[TASK ITEM]
Please set down exactly the lines from the one that contains "Need: a point" through the end of the material, leaving out every picture.

[Start of section]

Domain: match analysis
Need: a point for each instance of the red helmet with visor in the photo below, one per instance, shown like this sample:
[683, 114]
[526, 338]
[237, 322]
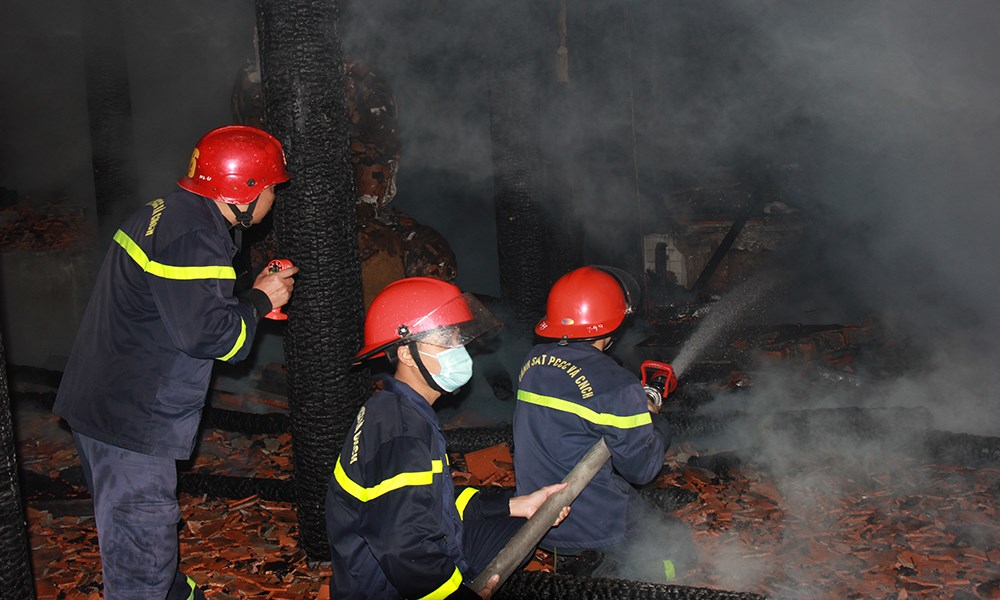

[End of section]

[TASK SOLUTION]
Need: a point for each instance of the red helmet with visor in the photo below, one per instance, shown like this sample:
[683, 114]
[526, 338]
[237, 322]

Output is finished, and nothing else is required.